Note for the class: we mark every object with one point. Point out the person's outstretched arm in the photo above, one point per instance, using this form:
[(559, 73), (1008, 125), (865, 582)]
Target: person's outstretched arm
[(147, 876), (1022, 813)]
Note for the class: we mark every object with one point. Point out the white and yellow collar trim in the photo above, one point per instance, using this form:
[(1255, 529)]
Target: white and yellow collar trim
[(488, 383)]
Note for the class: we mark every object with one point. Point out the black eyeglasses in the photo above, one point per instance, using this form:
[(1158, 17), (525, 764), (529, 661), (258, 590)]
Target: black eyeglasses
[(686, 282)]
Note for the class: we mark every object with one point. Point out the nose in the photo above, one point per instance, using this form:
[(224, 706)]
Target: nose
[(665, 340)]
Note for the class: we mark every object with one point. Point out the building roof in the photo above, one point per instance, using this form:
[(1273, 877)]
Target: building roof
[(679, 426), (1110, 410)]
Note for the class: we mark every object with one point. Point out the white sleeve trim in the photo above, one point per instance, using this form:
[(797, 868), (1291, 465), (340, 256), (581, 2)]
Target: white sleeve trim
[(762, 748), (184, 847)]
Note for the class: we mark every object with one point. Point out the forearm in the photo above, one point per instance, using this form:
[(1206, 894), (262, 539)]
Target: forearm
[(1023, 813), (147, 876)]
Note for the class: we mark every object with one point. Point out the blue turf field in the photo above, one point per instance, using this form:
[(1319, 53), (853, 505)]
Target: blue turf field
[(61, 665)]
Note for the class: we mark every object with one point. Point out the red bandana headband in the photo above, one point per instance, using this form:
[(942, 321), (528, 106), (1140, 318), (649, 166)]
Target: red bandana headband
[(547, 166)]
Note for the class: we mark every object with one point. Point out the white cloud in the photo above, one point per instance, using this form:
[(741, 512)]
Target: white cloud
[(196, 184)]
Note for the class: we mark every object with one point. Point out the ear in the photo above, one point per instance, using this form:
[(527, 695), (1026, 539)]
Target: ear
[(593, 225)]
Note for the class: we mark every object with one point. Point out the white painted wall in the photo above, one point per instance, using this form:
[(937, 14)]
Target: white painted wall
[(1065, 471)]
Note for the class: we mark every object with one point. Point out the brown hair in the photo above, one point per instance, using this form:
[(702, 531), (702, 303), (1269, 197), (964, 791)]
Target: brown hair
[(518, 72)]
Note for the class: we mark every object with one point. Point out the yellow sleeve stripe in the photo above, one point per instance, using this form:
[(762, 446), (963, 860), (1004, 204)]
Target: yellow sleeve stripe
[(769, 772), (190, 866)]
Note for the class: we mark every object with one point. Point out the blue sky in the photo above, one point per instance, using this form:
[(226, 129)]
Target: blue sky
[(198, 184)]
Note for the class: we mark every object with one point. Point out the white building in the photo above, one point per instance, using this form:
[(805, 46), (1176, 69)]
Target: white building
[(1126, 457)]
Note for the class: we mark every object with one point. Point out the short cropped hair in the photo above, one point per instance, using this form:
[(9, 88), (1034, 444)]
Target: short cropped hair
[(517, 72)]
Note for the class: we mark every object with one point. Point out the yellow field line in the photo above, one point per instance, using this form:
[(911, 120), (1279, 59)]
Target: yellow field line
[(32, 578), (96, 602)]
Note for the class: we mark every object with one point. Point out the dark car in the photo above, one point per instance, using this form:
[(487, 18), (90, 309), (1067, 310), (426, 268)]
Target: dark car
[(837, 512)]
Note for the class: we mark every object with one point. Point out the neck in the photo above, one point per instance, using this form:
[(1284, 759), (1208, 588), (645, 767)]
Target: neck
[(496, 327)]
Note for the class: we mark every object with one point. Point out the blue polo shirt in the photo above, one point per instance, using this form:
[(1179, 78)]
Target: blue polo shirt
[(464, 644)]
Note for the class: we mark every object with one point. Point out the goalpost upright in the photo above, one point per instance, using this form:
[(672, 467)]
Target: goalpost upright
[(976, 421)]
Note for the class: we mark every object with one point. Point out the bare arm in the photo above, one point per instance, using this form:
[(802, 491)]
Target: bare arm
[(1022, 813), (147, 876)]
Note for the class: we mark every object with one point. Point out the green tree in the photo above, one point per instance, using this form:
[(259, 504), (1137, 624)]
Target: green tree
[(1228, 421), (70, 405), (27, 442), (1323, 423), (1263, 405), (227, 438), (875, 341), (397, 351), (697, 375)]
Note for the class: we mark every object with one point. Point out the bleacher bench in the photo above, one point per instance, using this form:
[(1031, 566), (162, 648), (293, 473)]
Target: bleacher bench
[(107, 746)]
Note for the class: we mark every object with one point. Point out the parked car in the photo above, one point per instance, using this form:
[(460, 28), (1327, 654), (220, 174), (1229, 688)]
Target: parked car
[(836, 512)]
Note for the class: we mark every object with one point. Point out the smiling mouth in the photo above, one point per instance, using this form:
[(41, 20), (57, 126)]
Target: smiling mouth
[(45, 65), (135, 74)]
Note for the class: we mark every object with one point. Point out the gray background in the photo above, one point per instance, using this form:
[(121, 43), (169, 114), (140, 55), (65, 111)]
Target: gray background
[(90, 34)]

※

→ **ЗАДАНИЕ**: Повторите все приведённые выше записи слово в слово, ничего не изменяя.

→ **ОТВЕТ К УПРАЖНЕНИЮ**:
Note for the class: we mark every object with one point. Point out the person's outstretched arm in the photo above, one point per instance, using this form:
[(559, 73), (1008, 125), (865, 582)]
Target: person's outstretched arm
[(147, 876), (1022, 813)]
Note for the class: we mark every object with one point. Point out the white and yellow collar trim in the photo above, one point per instance, using this form:
[(1255, 529)]
Target: white and yellow collar trim
[(488, 383)]
Note for the class: we mark every object with one point. Point out the black eyeglasses in the photo above, one point per instance, using this form:
[(1158, 17), (525, 764), (529, 661), (258, 590)]
Target: black eyeglasses
[(686, 282)]
Note for the class: we mark every object with one point. Point out the nose in the photo above, one point per instance, using this form:
[(224, 706)]
Target: nose
[(665, 340)]
Note for the class: we mark every object with one point. Point out the building roof in the photo above, one point per instance, using this form:
[(1273, 877)]
Target: building roof
[(679, 426), (1110, 410)]
Note for the class: we mark every object with one point. Point out the white sleeve trim in the photo above, one point per instance, using this form:
[(797, 868), (1291, 465), (340, 256), (581, 2)]
Target: white sleeve trim
[(762, 748), (184, 847)]
Note for the class: we mark every object with one point. Point out the forearm in the photo above, one point per instance, using this form:
[(1206, 894), (262, 539)]
Target: forearm
[(1023, 813), (147, 876)]
Note for the class: we mark every object with one point. Point out the blue turf field in the photo above, one point per instance, using this form:
[(1319, 53), (853, 505)]
Target: blue turf field
[(61, 665)]
Note for the class: we mark every object with one point. Point out the red bandana headband in the photo above, one point per instance, using this form:
[(942, 321), (528, 106), (1140, 318), (649, 166)]
Target: red bandana headband
[(547, 166)]
Note for the class: we mark every object with one point. Point out the white cloud in the photo above, one point per instance, using this form:
[(741, 512)]
Target: white cloud
[(196, 184)]
Note for the class: we mark every object with one point. Point out the ear in the photo above, one point per instance, using this form:
[(527, 695), (1026, 539)]
Target: ear
[(593, 225)]
Note for the class: we mark every object with one point. Point out the white painted wall in the photo above, one point per instance, using this form:
[(937, 14)]
Target: white painted wall
[(1065, 471)]
Note for the class: we mark every object with one point. Point out the brown hair in the photo above, one point per instance, using this form:
[(702, 531), (702, 303), (1269, 197), (964, 791)]
Target: brown hair
[(518, 72)]
Note for the class: we mark every object with one point. Point out the yellow sleeve stripe in the photo above, one point per instance, using this form:
[(762, 446), (963, 860), (1004, 204)]
Target: yellow sleeve stripe
[(769, 772), (190, 866)]
Note for the class: we mark every object with one point. Point out the blue sky in the photo above, one point per instance, using this form:
[(226, 129)]
Target: blue sky
[(198, 184)]
Note for the class: we mark every object with one point. Point out the white building in the photo above, one point per instance, using this form:
[(805, 46), (1176, 69)]
Target: white building
[(1126, 457)]
Note for the class: we mark every object with one point. Point out the short cropped hair in the photo above, one point per instance, using this form:
[(9, 88), (1034, 444)]
Target: short cropped hair
[(517, 72)]
Note for the class: we mark every object with one point. Point out the yellow field line in the photo above, one point per instance, using this form:
[(911, 120), (1279, 59)]
Target: yellow field line
[(32, 578), (96, 602)]
Note for the class: we mark every object with one point. Point out the dark car in the photo above, one point per instance, using this form:
[(487, 18), (90, 309), (1067, 310), (426, 268)]
Target: dark car
[(837, 512)]
Note for the class: we mark every object with one point. Point out the neck in the photo above, one point per instance, using this form:
[(1284, 759), (1208, 588), (645, 767)]
Target: neck
[(496, 327)]
Note for the class: we mark every object with one point. Point out the blue polo shirt in the photo above, one point per instance, using this form:
[(1179, 78)]
Target: blue polo shirt
[(464, 644)]
Note for the class: we mark every object with one point. Point out the goalpost upright in the photo above, one point per instance, using this form:
[(672, 467)]
Target: goalpost upright
[(976, 421)]
Note for the class: we mark every object with one point. Point out the bare arm in the photo above, one point per instance, using this form:
[(802, 491)]
Target: bare arm
[(1022, 813), (147, 876)]
Note for the class: we mark every object with one point. Point out the green tree in the photo above, one point per instance, using this form:
[(259, 504), (1137, 624)]
Target: green tree
[(1228, 421), (70, 405), (27, 442), (1323, 423), (1263, 405), (227, 438), (875, 341), (397, 351), (697, 375)]
Note for the class: we mark every object with one point. Point out the bleacher bench in the photo above, one point per instance, using this form:
[(1031, 566), (162, 648), (293, 473)]
Target: bleacher bench
[(107, 746)]
Note for the class: we mark every object with one point. Point out the parked car in the photo above, one point per instance, using this form:
[(460, 28), (1327, 654), (220, 174), (1229, 688)]
Target: parked car
[(836, 512)]
Note for the class: we mark every object with one point. Point out the smiling mouth in the photo above, one point per instance, using this form:
[(41, 20), (57, 126)]
Target: smiling mouth
[(45, 65), (135, 74)]
Note for the class: we mark every object with one point. Point out the gray background in the photo above, one point per instance, using this form:
[(121, 43), (169, 114), (140, 55), (65, 111)]
Target: gray background
[(90, 34)]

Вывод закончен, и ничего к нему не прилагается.